Les trois anciens dirigeants d’Alpexpo avaient comparu le 18 avril 2023 devant la Cour des comptes, saisie par son procureur général, pour le volet « administratif » de cette affaire. Laquelle avait démarré à la suite de la publication, en 2019, d’un rapport de la Chambre régionale des comptes (CRC) épinglant la gestion de la société d’économie mixte (Sem) Alpexpo entre 2009 et 2017.
Pas de « préjudice financier significatif »
Cinq infractions potentielles étaient reprochées à Alain Pilaud et Claus Habfast : « des défaillances dans l’exécution du contrat » liant Alpexpo et la société de management de transition employant Catherine Calmels, « le défaut de surveillance des agissements » de cette dernière, « le désordre constaté dans la conservation de documents comptables, voire la tenue de la comptabilité », « l’absence de diligence » à recouvrer la dette de l’ancienne directrice, et enfin « le non-respect de certaines dispositions réglementaires en matière de commande publique ».
Les juges financiers n’ont finalement pas suivi les réquisitions du procureur général, qui avait demandé des peines d’amende contre les deux élus. Ils ont en effet estimé que « le préjudice financier et son caractère significatif » n’étaient « pas établis. Ainsi, tous les éléments constitutifs de l’infraction ne sont pas réunis », a jugé la Cour des comptes, qui a donc relaxé les deux anciens PDG d’Alpexpo.

Consigne: Prolongez l'extrait sur la relaxe des anciens dirigeants d'Alpexpo par la Cour des comptes, en reprenant juste après sa dernière phrase.

Données du corpus:
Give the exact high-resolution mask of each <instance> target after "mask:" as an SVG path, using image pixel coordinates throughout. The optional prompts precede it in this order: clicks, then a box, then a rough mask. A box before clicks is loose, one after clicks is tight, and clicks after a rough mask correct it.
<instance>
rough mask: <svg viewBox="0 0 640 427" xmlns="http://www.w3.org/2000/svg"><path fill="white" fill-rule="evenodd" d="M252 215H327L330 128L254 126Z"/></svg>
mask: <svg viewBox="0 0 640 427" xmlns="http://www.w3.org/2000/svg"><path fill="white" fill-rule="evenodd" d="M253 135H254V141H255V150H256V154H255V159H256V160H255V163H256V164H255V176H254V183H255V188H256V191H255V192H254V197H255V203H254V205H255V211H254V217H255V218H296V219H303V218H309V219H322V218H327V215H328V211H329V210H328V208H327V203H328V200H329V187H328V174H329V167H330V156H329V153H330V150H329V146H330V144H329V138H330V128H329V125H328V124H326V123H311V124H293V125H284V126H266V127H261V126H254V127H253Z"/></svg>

Votre réponse:
Un billet d’avion pour son mari payé avec la CB d’Alpexpo
La chambre du contentieux a en revanche condamné Catherine Calmels, mise en cause pour avoir signé des contrats de travail et des commandes à des entreprises extérieures alors qu’elle n’était que directrice de fait d’Alpexpo, étant employée par une société de management de transition qui la mettait à disposition de la Sem. Mais aussi pour ses « dépenses indues », ayant utilisé la carte bancaire d’Alpexpo pour des « dépenses personnelles de loisirs ».
La Cour des comptes cite ainsi dans son arrêt « l’achat d’un billet d’avion1pour les États-Unis au bénéfice de son mari pour un montant de 3 149 euros en janvier 2014, l’achat d’une prestation auprès d’un opérateur de tours de golf pour un montant de 1 725 euros en octobre 2014 et la réalisation de dépenses en doubles paiements relatives à des achats de voyages en train et taxi entre [son] domicile et Grenoble pour des montants respectifs de 10 180,20 et 2 342,80 euros ».
Le parquet général près la Cour des comptes fait appel de la décision
En relaxant Alain Pilaud et Claus Habfast dans son arrêt rendu le 11 mai 2023, la chambre du contentieux de la Cour des comptes n’avait pas suivi les réquisitions du procureur général qui avait demandé, lors de l’audience du 18 avril, des peines d’amende à l’encontre de l’ex-élu et de l’actuel conseiller municipal de la Ville de Grenoble.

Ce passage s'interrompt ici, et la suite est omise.